# Florida State University



## cinema (Apr 8, 2007)

Did anyone apply to the directing, production or screenwriting program at Florida State University?  Accepted?  Rejected?


----------



## KtoI (Apr 9, 2007)

rejected.


----------



## Stephen Bell (May 25, 2007)

Interviewed for both the Directing and Screenwriting programs.

Waitlisted for both.

HOPING and PRAYING something opens!


----------



## yawnface86 (May 25, 2007)

good luck stephen


----------



## Stephen Bell (May 28, 2007)

Yea thanks, I'm gonna need it!


----------



## yawnface86 (Jun 4, 2007)

Let me know how it went


----------



## cinema (Jun 7, 2007)

Hi guys,

I haven't been on this forum in a while. I got in the production (directing) program. Will anyone be my classmate this fall?

I hope they remove you from the wait list, Stephen.


----------



## Stephen Paratore (Jul 12, 2007)

I actually live and work just outside of FSU and I applied last year and got rejected. I don't think they like yankees (what the old south call us northerners) or just accepts students in their undergraduate film program.

● **Provided material**:
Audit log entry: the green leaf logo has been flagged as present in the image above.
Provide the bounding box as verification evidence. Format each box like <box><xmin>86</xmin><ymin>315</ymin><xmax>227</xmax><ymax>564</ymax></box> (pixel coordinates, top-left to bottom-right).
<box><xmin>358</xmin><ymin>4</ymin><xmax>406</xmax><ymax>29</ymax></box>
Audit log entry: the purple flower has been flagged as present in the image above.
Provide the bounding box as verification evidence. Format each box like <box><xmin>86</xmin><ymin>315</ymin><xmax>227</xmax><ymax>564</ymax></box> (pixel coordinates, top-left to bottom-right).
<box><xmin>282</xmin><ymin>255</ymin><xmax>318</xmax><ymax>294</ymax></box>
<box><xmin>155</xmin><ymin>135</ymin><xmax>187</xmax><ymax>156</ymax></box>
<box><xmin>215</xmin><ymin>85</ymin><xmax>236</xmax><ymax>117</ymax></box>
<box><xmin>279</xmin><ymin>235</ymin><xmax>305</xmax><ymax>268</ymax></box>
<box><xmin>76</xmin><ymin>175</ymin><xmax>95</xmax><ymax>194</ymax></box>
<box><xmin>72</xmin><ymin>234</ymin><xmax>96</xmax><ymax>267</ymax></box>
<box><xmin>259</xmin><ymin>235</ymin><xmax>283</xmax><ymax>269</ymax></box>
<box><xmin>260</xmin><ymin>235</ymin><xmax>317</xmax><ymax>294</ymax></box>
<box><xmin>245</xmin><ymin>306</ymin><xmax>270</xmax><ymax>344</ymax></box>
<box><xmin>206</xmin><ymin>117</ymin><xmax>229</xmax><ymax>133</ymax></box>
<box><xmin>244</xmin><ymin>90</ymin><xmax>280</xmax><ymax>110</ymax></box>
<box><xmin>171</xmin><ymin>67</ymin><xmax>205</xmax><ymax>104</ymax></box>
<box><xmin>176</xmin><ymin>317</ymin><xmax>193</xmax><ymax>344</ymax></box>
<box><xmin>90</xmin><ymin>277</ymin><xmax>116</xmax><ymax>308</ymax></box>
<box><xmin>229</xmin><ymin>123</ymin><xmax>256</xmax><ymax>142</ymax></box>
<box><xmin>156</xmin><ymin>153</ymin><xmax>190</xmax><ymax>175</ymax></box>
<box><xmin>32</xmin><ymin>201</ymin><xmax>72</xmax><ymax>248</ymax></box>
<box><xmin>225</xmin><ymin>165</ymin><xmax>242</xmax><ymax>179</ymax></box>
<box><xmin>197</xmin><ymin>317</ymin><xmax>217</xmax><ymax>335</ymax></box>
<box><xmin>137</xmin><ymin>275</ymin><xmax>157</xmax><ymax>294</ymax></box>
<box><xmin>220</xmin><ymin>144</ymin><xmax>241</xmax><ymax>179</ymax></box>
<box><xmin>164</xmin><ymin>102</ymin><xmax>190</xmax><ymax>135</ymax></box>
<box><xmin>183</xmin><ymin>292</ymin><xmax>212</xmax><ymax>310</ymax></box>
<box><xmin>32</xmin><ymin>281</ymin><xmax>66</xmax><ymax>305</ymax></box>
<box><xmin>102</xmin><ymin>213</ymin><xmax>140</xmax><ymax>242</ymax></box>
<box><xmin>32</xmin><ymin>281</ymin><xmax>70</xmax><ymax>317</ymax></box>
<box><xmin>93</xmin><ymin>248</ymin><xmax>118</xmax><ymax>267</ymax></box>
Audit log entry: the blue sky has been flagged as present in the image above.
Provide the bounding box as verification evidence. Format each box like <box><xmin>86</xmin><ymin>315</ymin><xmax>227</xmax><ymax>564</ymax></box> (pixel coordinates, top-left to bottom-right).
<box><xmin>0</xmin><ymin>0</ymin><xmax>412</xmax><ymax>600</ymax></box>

● **Requirement 1**: List every line of the records that contains the string "been". Case counts.
● **Requirement 2**: Pick up the forum thread about applying to Florida State University's film programs where it stops, and continue it.

● **Result 1**:
Audit log entry: the green leaf logo has been flagged as present in the image above.
Audit log entry: the purple flower has been flagged as present in the image above.
Audit log entry: the blue sky has been flagged as present in the image above.

● **Result 2**:
I went there saw the campus, nothing to write home about actually, let alone its on the exact opposite side of hollywood. In my opinion, snide.


----------



## KtoI (Jul 13, 2007)

hey, this is only the grad. one? Boo. Anyway, i was rejected from the film school but am going there as Communications major anyway.[/Undergrad.]


----------



## Stephen Bell (Jul 16, 2007)

Hey all,
I was accepted to the Production graduate program and will be attending come August. I'm really pumped about it. And as to scoffing at the campus, all I can say is that the school's film facilities are great, and as those of us who were accepted will probably spend the majority of our lives within that one building, the rest of the campus will matter little. That is, aside from the bars lol

Anyone know where they are living yet?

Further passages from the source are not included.